# GIVEN REQUEST
Render the rows from the line containing "# test: pointer returns one pin per instance of the short" through the end of the rows, both included, as a numbered list with blank lines dropped and the pictures left out.

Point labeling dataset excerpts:
============================================================
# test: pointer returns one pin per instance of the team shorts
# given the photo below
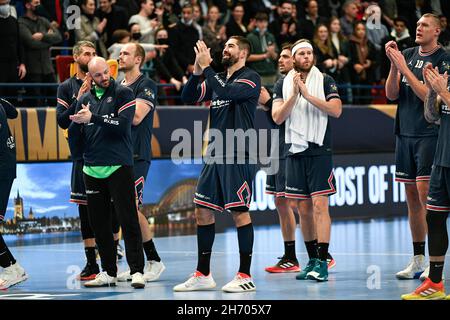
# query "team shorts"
(225, 187)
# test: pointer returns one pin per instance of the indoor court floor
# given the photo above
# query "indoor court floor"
(368, 253)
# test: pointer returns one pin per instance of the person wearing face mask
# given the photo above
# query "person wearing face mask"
(147, 21)
(167, 67)
(264, 54)
(12, 58)
(37, 36)
(182, 39)
(115, 15)
(92, 29)
(285, 28)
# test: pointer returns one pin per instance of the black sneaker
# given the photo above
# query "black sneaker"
(284, 265)
(89, 272)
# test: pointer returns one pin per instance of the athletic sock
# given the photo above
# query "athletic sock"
(419, 248)
(436, 269)
(322, 249)
(205, 241)
(311, 248)
(150, 251)
(116, 243)
(90, 255)
(289, 250)
(245, 239)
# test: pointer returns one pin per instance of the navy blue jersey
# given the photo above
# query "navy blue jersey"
(66, 103)
(233, 107)
(281, 146)
(106, 140)
(331, 92)
(442, 155)
(410, 120)
(7, 143)
(144, 89)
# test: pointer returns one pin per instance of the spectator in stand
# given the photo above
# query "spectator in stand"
(444, 37)
(311, 20)
(182, 39)
(116, 17)
(350, 12)
(285, 27)
(400, 35)
(376, 32)
(167, 67)
(236, 25)
(214, 36)
(264, 51)
(407, 9)
(171, 9)
(53, 11)
(341, 44)
(92, 29)
(363, 60)
(131, 7)
(38, 35)
(147, 22)
(325, 52)
(118, 39)
(12, 57)
(389, 9)
(253, 7)
(198, 19)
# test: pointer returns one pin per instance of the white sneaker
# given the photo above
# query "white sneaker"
(240, 283)
(197, 281)
(416, 266)
(153, 270)
(124, 276)
(101, 280)
(137, 280)
(426, 273)
(12, 275)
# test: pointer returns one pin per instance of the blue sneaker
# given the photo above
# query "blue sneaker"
(309, 267)
(319, 272)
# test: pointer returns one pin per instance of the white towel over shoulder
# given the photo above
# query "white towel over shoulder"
(306, 123)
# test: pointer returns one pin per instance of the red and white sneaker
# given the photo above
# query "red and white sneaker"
(428, 290)
(285, 265)
(241, 283)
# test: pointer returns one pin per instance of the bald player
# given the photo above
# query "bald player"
(415, 137)
(101, 130)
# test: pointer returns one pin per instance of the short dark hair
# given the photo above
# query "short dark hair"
(262, 16)
(243, 44)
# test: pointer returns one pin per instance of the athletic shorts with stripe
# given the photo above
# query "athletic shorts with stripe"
(78, 190)
(438, 199)
(5, 190)
(414, 158)
(309, 176)
(225, 187)
(140, 169)
(276, 183)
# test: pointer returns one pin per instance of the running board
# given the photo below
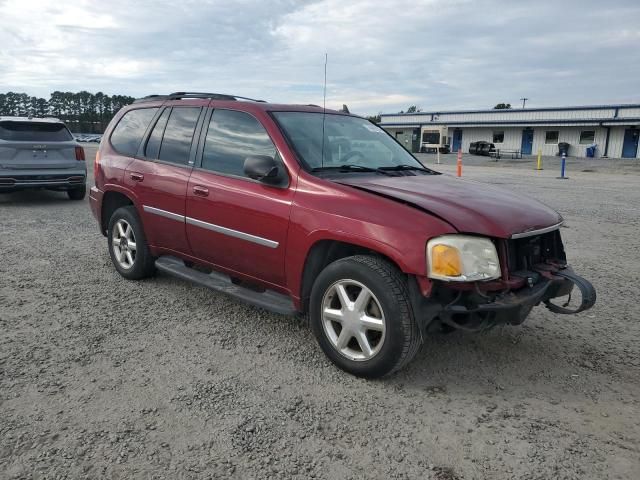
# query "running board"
(269, 300)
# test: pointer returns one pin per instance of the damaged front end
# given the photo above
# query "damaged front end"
(534, 271)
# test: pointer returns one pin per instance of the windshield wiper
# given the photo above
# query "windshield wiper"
(397, 168)
(350, 168)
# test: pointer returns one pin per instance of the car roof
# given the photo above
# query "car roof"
(227, 101)
(31, 119)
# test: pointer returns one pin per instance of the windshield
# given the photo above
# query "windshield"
(347, 141)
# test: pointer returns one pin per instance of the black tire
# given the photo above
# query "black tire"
(402, 337)
(77, 193)
(143, 264)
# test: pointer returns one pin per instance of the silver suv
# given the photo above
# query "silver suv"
(40, 153)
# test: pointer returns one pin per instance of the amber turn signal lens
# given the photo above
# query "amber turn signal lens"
(446, 261)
============================================================
# SOLUTION TO THIS EXERCISE
1. # test: pointer returns one pin per instance of the short dark hair
2. # given the photo above
3. # query "short dark hair"
4. (262, 16)
5. (243, 44)
6. # test: pointer returns one pin per instance of the athletic shorts with stripe
7. # given the photo above
8. # query "athletic shorts with stripe"
9. (78, 190)
10. (438, 199)
11. (5, 190)
12. (414, 158)
13. (309, 176)
14. (225, 187)
15. (140, 169)
16. (276, 183)
17. # test: pointer returns one pin per instance of the running board
18. # given the photo below
19. # query "running board"
20. (269, 300)
21. # test: pointer returns one pin per instance of the damaged front end
22. # given the photo above
23. # query "damaged front end"
24. (534, 271)
25. # test: pointer returns one pin per instance of the windshield wiper
26. # given the photo above
27. # query "windshield wiper"
28. (397, 168)
29. (350, 168)
30. # test: pointer returns one pin per instance of the car roof
31. # given the photo above
32. # query "car roof"
33. (227, 101)
34. (31, 119)
35. # test: pointer returns one pin per instance of the windshield
36. # given the photo above
37. # query "windshield"
38. (347, 141)
39. # test: pointer returns one pin per instance of the black tire
40. # given the photo above
41. # query "black tire"
42. (402, 337)
43. (77, 193)
44. (143, 264)
45. # test: pointer returns one pin per instance of the silver suv
46. # given the photo above
47. # query "silver suv"
48. (40, 153)
49. # test: pointer returns one pin per instance of the amber turn signal lens
50. # given the photo above
51. # query "amber turn signal lens"
52. (446, 261)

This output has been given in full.